> AIM OF THE TASK
Rewrite the data from the line with "Challenge: find every instance of man in the" to the line with "[184, 232, 378, 287]", replacing "Return" with "Give" and leaving everything else unchanged.

> DATA FOR PROCESSING
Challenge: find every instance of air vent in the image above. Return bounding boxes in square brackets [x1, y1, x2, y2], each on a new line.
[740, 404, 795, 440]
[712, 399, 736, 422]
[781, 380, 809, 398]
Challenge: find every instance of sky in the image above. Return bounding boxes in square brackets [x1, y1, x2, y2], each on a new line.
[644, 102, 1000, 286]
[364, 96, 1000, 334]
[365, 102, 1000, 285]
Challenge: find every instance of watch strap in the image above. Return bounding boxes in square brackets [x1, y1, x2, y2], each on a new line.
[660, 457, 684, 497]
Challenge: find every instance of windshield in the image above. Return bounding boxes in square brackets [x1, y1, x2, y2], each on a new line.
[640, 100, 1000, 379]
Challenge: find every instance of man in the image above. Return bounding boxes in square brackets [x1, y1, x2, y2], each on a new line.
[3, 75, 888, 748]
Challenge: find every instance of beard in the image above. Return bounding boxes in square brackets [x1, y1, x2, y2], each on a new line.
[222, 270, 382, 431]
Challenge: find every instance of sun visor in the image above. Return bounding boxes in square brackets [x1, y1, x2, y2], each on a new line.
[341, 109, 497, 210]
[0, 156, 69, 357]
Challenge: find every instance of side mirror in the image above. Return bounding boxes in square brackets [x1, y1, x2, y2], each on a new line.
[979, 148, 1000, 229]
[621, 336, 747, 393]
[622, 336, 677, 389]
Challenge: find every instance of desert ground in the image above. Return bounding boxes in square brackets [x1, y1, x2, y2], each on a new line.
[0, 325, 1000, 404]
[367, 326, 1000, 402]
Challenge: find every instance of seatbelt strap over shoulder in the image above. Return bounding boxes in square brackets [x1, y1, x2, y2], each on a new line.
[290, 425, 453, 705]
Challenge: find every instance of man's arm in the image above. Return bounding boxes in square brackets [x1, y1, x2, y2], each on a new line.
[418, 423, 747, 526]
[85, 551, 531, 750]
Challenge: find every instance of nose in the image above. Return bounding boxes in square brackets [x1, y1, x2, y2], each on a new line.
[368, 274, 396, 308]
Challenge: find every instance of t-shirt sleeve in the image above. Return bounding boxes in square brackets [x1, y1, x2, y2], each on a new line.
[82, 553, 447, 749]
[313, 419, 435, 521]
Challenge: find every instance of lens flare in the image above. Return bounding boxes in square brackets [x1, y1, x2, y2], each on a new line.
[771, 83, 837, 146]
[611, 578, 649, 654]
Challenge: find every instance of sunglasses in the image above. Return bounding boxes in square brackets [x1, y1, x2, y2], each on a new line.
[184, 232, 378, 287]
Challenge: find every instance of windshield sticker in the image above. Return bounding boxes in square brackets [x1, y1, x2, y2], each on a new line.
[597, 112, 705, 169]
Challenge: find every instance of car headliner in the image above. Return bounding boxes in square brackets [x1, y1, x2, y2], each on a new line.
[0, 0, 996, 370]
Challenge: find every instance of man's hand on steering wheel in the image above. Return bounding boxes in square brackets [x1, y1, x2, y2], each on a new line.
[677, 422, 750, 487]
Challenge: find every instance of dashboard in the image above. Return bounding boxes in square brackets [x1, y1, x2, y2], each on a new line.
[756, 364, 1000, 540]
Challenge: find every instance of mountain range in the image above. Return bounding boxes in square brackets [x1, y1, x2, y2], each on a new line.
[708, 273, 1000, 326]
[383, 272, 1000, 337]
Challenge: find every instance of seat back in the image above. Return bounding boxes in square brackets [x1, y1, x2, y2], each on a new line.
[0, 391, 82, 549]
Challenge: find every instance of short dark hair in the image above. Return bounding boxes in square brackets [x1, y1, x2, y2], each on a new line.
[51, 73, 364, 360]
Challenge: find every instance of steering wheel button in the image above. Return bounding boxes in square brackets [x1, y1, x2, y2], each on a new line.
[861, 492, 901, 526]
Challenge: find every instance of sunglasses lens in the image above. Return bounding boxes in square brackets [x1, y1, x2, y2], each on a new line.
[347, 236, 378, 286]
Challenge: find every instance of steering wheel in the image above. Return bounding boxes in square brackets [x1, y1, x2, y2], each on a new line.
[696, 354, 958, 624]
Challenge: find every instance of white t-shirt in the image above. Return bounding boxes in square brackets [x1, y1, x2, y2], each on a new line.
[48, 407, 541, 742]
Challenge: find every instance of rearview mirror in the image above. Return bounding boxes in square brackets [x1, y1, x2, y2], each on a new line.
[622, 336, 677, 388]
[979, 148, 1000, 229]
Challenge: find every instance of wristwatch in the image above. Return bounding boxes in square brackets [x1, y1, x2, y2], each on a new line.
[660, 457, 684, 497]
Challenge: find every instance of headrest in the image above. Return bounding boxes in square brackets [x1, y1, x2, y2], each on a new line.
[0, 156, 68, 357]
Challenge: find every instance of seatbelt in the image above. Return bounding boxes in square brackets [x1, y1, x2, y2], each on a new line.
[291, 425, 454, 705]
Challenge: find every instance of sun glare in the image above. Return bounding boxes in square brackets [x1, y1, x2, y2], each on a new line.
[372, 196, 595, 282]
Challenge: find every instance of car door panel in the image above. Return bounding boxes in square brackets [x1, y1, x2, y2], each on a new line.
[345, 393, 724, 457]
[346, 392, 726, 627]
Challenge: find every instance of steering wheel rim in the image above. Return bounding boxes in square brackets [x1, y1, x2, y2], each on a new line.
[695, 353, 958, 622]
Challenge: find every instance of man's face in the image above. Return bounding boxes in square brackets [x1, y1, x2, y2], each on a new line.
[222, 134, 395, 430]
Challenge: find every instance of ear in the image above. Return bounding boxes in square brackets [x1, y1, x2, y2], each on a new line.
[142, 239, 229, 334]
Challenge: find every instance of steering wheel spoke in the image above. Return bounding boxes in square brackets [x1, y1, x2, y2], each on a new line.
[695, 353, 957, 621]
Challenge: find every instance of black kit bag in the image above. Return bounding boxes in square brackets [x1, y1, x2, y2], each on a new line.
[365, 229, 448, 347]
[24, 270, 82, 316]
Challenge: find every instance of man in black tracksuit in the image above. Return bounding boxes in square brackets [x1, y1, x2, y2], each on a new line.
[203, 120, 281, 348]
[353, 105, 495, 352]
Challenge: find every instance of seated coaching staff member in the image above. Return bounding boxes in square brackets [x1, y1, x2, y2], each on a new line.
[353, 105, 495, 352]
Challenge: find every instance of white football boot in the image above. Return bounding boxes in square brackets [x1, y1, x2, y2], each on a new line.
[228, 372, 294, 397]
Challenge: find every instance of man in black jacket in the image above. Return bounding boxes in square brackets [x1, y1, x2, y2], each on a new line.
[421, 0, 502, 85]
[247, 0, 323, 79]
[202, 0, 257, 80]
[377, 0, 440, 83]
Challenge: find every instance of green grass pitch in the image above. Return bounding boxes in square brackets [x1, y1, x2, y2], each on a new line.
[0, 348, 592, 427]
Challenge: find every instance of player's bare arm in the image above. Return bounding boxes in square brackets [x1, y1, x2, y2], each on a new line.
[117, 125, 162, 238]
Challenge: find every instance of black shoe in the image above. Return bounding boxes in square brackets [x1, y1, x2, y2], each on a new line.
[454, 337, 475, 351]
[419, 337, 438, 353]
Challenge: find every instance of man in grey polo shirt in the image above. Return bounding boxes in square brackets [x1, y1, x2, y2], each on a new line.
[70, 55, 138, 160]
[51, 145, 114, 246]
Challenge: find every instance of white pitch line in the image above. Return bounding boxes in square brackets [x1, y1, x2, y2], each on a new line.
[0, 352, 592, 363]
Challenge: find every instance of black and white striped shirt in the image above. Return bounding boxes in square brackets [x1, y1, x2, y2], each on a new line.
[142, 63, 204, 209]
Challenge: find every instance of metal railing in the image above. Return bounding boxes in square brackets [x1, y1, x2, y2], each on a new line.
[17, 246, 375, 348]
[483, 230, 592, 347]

> RESPONSE TO THE TASK
Challenge: find every instance of man in the image above. Give bounding boxes in square brackets [x1, y1, x2, y2], each on a new line.
[3, 75, 888, 748]
Challenge: find every instance of beard in the image above. Give bounding boxes in square brackets [x1, y1, x2, y2], each on a new line.
[222, 270, 382, 431]
Challenge: find every instance of sun visor in the image above. Give bounding boxes in square brackets [x1, y1, x2, y2], each on a new line.
[341, 109, 497, 210]
[0, 156, 69, 357]
Challenge: find every instance of side mirror in the image above. Give bounding boxes in square brackets [x1, y1, x2, y2], each on a new line.
[979, 148, 1000, 229]
[621, 336, 747, 393]
[622, 336, 677, 389]
Challenge: find every instance of desert ground in the image above. Give bounding boxes in square brackets [x1, y1, x2, y2], each on a new line.
[0, 325, 1000, 404]
[367, 326, 1000, 402]
Challenge: find every instance of seatbelt strap over shoulder in the image above. Give bounding boxes in square brackets [x1, y1, x2, y2], each on a new line.
[290, 425, 453, 705]
Challenge: find every instance of man's arm in the image above. Give bounding boxes in square brackets [x1, y1, x2, y2], each on a new line.
[418, 423, 747, 526]
[85, 551, 531, 750]
Challenge: find every instance of nose in the image above. Give bounding boxes in square brackets [x1, y1, x2, y2], each on a new line.
[368, 274, 396, 308]
Challenge: find every instance of t-shirt sleeve in the image above. Give bounding boxes in square brackets [x1, y1, x2, y2], each on a new line.
[82, 553, 447, 749]
[313, 419, 435, 521]
Challenge: find every instance of lens flare in the image above. Give bounding boxes in square brackets [x1, y1, x2, y2], each on a new line.
[771, 83, 837, 146]
[611, 578, 649, 654]
Challenge: find every instance of sunglasses in the image above. Give bounding boxes in square brackets [x1, y1, x2, y2], each on a new line.
[184, 232, 378, 287]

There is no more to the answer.